Source material ::
-------------------------

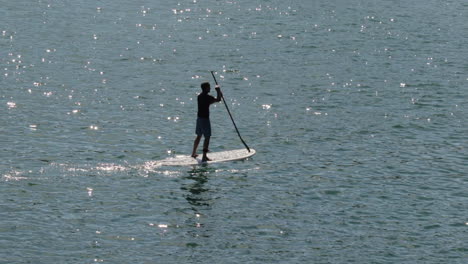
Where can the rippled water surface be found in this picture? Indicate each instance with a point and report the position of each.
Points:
(357, 110)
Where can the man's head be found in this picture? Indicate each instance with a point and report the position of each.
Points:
(206, 87)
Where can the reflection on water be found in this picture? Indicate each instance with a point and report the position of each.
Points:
(200, 200)
(198, 193)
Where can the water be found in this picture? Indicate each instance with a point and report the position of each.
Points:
(357, 110)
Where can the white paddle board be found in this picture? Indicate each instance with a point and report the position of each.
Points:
(229, 155)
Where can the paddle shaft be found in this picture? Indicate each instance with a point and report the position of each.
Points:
(230, 115)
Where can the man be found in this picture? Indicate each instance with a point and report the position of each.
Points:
(203, 120)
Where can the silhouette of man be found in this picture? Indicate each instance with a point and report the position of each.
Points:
(203, 118)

-------------------------

What the exercise asks :: Each line above that contains the word "paddle" should be returned.

Output below ::
Where can the white paddle board be found in this picture? Indicate each instance with a point and report the position of each.
Where can the paddle shaft be found in this picture? Indicate each instance with a point and report the position of each.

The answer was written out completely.